_TASK OBJECTIVE_:
Keep the wording of each record exactly the same when you repeat it, and leave out pictures.

_RECORDS SUPPLIED_:
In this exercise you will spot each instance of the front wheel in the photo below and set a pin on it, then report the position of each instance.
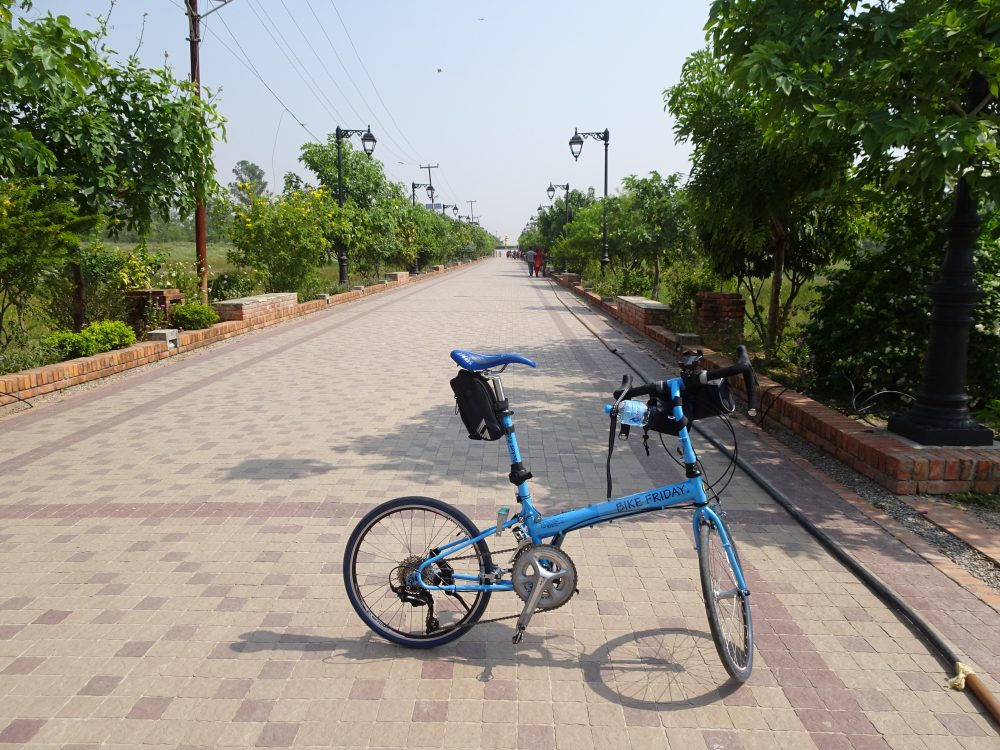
(382, 557)
(727, 606)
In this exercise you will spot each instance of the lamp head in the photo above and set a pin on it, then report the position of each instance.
(368, 141)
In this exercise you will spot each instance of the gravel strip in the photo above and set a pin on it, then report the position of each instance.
(970, 559)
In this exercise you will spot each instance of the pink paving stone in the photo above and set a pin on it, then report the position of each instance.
(367, 690)
(149, 708)
(113, 589)
(960, 725)
(501, 690)
(803, 697)
(277, 620)
(151, 602)
(17, 602)
(431, 711)
(721, 740)
(233, 688)
(254, 710)
(276, 670)
(533, 737)
(231, 604)
(9, 631)
(23, 665)
(21, 730)
(180, 633)
(52, 617)
(135, 648)
(637, 717)
(101, 684)
(437, 670)
(108, 617)
(278, 734)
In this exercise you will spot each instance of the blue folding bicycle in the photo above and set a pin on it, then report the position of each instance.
(420, 574)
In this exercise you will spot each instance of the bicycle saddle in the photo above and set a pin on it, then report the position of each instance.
(474, 361)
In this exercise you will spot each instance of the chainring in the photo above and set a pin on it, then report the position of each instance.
(523, 574)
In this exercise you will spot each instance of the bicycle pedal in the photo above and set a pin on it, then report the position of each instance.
(502, 515)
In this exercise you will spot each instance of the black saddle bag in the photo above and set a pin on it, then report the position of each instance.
(478, 406)
(700, 400)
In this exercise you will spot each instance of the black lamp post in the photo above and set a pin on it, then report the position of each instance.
(940, 415)
(575, 147)
(413, 191)
(368, 143)
(551, 192)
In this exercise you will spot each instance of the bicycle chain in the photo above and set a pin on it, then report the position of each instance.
(505, 617)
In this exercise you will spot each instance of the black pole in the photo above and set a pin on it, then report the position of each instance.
(342, 257)
(605, 259)
(940, 415)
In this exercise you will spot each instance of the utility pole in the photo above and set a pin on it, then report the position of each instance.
(200, 237)
(430, 181)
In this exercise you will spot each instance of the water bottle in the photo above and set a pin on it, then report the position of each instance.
(631, 412)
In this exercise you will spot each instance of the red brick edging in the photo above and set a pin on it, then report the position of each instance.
(896, 464)
(41, 380)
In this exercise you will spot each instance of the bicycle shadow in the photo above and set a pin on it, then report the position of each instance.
(664, 669)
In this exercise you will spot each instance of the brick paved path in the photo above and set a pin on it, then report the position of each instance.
(170, 550)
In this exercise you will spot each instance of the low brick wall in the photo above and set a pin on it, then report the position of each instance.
(250, 314)
(893, 462)
(640, 312)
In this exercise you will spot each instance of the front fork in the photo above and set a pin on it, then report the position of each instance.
(704, 514)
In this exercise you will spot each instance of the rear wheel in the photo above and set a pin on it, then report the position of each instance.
(727, 606)
(382, 557)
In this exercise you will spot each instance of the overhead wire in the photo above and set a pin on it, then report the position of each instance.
(333, 48)
(315, 89)
(249, 66)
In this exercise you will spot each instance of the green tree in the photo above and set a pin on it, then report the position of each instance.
(249, 181)
(38, 224)
(769, 209)
(657, 228)
(284, 239)
(135, 142)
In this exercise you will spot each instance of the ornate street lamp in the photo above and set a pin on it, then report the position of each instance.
(551, 191)
(575, 147)
(368, 144)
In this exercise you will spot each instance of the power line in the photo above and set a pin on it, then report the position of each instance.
(374, 87)
(315, 89)
(249, 66)
(343, 67)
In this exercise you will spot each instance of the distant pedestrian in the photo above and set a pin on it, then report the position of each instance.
(530, 258)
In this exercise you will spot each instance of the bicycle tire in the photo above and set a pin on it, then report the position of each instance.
(732, 624)
(403, 525)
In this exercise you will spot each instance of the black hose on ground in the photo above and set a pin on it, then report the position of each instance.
(950, 657)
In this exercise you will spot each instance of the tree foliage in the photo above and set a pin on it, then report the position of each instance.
(770, 209)
(912, 86)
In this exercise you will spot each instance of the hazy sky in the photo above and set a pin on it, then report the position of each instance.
(489, 91)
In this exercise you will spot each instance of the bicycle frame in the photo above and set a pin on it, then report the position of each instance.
(691, 491)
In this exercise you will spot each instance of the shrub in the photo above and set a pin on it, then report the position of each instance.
(22, 354)
(193, 316)
(235, 284)
(869, 323)
(69, 345)
(110, 334)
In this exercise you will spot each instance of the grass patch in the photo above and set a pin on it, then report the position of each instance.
(984, 500)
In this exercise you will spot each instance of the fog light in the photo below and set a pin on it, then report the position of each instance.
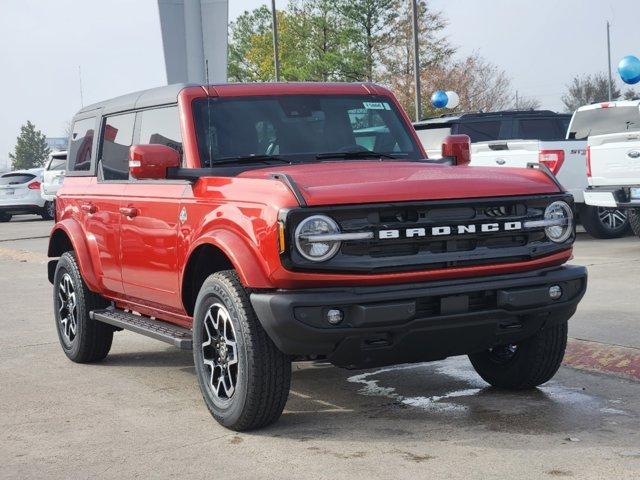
(555, 292)
(334, 316)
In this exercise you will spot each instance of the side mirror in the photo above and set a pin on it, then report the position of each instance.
(151, 161)
(458, 148)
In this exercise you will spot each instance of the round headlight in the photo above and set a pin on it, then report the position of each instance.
(309, 238)
(561, 215)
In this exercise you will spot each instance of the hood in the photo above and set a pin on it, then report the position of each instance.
(354, 182)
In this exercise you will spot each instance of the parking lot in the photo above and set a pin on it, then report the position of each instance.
(140, 413)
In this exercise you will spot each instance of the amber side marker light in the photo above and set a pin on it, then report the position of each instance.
(281, 242)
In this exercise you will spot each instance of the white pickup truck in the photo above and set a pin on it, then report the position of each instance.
(536, 138)
(613, 161)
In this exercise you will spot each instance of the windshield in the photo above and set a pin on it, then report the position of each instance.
(300, 127)
(602, 121)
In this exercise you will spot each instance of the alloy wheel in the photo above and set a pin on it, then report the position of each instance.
(67, 309)
(220, 351)
(612, 218)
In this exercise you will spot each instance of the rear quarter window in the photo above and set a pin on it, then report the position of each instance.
(57, 163)
(116, 138)
(161, 126)
(80, 145)
(432, 138)
(16, 178)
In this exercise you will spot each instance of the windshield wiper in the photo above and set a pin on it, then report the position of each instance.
(248, 159)
(356, 154)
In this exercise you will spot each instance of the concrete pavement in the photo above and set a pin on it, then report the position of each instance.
(140, 414)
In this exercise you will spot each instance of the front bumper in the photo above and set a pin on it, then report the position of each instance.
(418, 322)
(612, 197)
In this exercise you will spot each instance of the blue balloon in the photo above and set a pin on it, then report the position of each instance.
(439, 99)
(629, 69)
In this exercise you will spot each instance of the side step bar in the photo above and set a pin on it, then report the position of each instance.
(163, 331)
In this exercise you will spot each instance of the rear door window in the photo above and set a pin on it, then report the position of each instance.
(117, 137)
(80, 145)
(16, 178)
(161, 126)
(484, 131)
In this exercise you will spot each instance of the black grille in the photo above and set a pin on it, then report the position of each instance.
(428, 250)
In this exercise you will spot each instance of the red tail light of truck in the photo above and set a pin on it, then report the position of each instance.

_TASK OUTPUT_:
In this exercise you will spot each instance of the front wheel in the photo below and set a pin on it, then report the position of each instance.
(382, 557)
(727, 606)
In this exercise you will spot each instance of the lamp head in the photo above and set a pin on it, then report the position of each instance.
(368, 141)
In this exercise you will spot each instance of the gravel strip in the photo above and set a pin on it, then report the position of each instance.
(970, 559)
In this exercise you will spot each instance of the pink paving stone in the photo above and set a pin on it, then report the position of each instance.
(367, 690)
(149, 708)
(113, 589)
(960, 725)
(501, 690)
(803, 697)
(277, 620)
(151, 602)
(17, 602)
(431, 711)
(721, 740)
(233, 688)
(254, 710)
(276, 670)
(533, 737)
(231, 604)
(9, 631)
(23, 665)
(21, 730)
(180, 633)
(52, 617)
(135, 648)
(637, 717)
(101, 684)
(437, 670)
(108, 617)
(278, 734)
In this exercise you will spot each instance of the blue folding bicycle in the photo above and set a pin on it, then report the position of each instance.
(420, 574)
In this exercise you will spot each instance of the bicycle saddle in the photo above and set a pin on it, then report the position of each instance.
(474, 361)
In this exercise you will spot each instance of the chainring in the photo above and set a pin on it, then report the position of each instance.
(523, 574)
In this exercise you will spot each instance of the bicycle pedal in the photo above and set a pin on it, then report the position of each instance.
(502, 515)
In this exercise you will spot each instance of the black saddle bag in the photo above and set a pin on it, then report the position of each instance.
(478, 406)
(700, 400)
In this exercise you will spot each instance of the black lamp post in the photo above and set a pin on it, then report the position of each instance.
(940, 415)
(575, 147)
(413, 191)
(368, 143)
(551, 192)
In this exercise you will spot each instance of the bicycle chain in the photo above and set a pin on it, then report the position of each instance.
(505, 617)
In this exercise you will spot each instance of the black pole in the photo above and set a pin on it, then report the position of each instance.
(342, 257)
(605, 259)
(940, 415)
In this exercise you will spot each instance of the utility pole in the photo above and set a pin on it, then report the position of each instance.
(200, 237)
(430, 181)
In this exercise you will spot each instance of the water bottle in the photo above and set a pin on it, then report the position of each instance.
(631, 412)
In this exercise you will spot each instance of the red brick edging in the photo above and set a pin on it, then report the position of each instance.
(896, 464)
(41, 380)
In this exercise you will spot each instance of the bicycle shadow in the photo above and set a pin on it, then report the position of each instance.
(664, 669)
In this exercise you will spot each instance of the brick paved path in the photo above and set a pin on it, then report the position of each instance.
(170, 550)
In this exercise you will spot each instance of the low brick wall in the photo above and set a pin on it, then report the position of each instance.
(250, 314)
(893, 462)
(640, 312)
In this exercise you will spot each instance of the front fork in the photo above and set a pin on it, then report the position of each instance.
(704, 514)
In this exercise you will spot each instance of the rear wheel in the photo above and set a pin on it, then report the position of each instance.
(727, 606)
(382, 557)
In this exercise you will spot each instance of the overhead wire in the photo above and set a pin on it, then report the position of each instance.
(333, 48)
(315, 89)
(249, 66)
In this exercise you will spot each instance of the green tree in the photo above and set a pin on it, then report the position of each instance.
(249, 181)
(38, 224)
(769, 209)
(657, 228)
(284, 239)
(135, 142)
In this exercise you will spot each instance of the ornate street lamp in the photo above and set a pin on it, then report the position of each instance.
(551, 191)
(575, 147)
(368, 144)
In this exercise you will spot each instance of the power line in the photo above and set a pin on it, then report the position of each instance.
(374, 87)
(315, 89)
(249, 66)
(343, 67)
In this exercise you will spot each instance of the distant pedestrian in the photo above and set a pin on it, then report the position of each instance.
(530, 258)
In this exercise you will spot each instance of the bicycle tire in the photo above and set a pin on it, then report the position of each instance.
(732, 624)
(403, 525)
In this exercise you will spot each instance of the black hose on ground in the photo above and set a pin on it, then report the position of each instance.
(950, 657)
In this exercise you will spot each instance of the tree foliage in the photo above and set a pin on it, then report the position of each instance.
(770, 209)
(912, 86)
In this exercise you will spot each instance of the hazy sky in the photo above and set a pin on it, then report the position of each instance.
(489, 91)
In this exercise you will spot each instance of the bicycle frame in the photo above and set a pin on it, then report the position of each instance.
(691, 491)
In this exercise you will spot each instance of the shrub in the photo above and set a pin on it, then report the position of each instance.
(22, 354)
(193, 316)
(235, 284)
(869, 323)
(69, 345)
(110, 334)
In this exercise you will spot each instance of the grass patch in the photo above and set a pin on it, then report the position of each instance.
(984, 500)
In this exercise you will spot each instance of the fog light in the photo below and set a pin on it, then report the position of each instance.
(555, 292)
(334, 316)
In this exercise you will spot each instance of the side mirror in the photo above and set a pin on it, then report the position of each instance.
(151, 161)
(458, 148)
In this exercise you will spot each instance of the round headlight in the photo above and set a pin on it, then report the position of each instance.
(309, 238)
(561, 215)
In this exercise you will spot each instance of the hood in the photo above and set a pin on it, then report the position of each instance.
(354, 182)
In this exercise you will spot each instance of the parking lot in the photo above and set a pin on it, then report the position of each instance.
(140, 413)
In this exercise you will spot each instance of the amber side marker light in the photo above and set a pin on it, then report the position of each instance.
(281, 242)
In this exercise you will spot each instance of the white pickup truck in the photo above and set a pin on it, then report the position of each instance.
(536, 138)
(613, 161)
In this exercise you will spot each instance of the windshield in the photo above and set a pin on it, then report the position of each instance.
(300, 127)
(602, 121)
In this exercise you will spot each instance of the alloy wheel in the photo above and set a pin on it, then report the position of each instance.
(67, 309)
(220, 351)
(612, 218)
In this exercise you will spot each instance of the rear quarter window in the photo above and set a pin on it, then report the position of each instance.
(57, 163)
(116, 138)
(161, 126)
(80, 145)
(432, 138)
(16, 178)
In this exercise you will spot each instance of the windshield wiper in the photo above and set a pin on it, then report the position of each instance.
(248, 159)
(356, 154)
In this exercise you will spot each instance of the concrete pavement in the photo above and set a pin on it, then report the position of each instance.
(140, 414)
In this exercise you will spot each instance of the front bumper in the photo above and set a pin on it, then report the position of each instance.
(418, 322)
(612, 197)
In this exercise you will spot each instance of the blue balloon in the photo above and set a pin on it, then report the position of each instance.
(439, 99)
(629, 69)
In this exercise you will spot each instance of the side step bar in the photo above and set a pin on it, then report the position of each instance.
(163, 331)
In this exercise you will spot each instance of the rear door window in the photo above and set a pin on it, then report the position of each instance.
(117, 137)
(80, 145)
(16, 178)
(161, 126)
(484, 131)
In this exercise you will spot each instance of the black grille in the photo above and set a pin on it, then report the position of each instance.
(428, 250)
In this exercise you will spot each instance of the red tail light of truck in the photo above and set a pin on it, then report the position of each instance.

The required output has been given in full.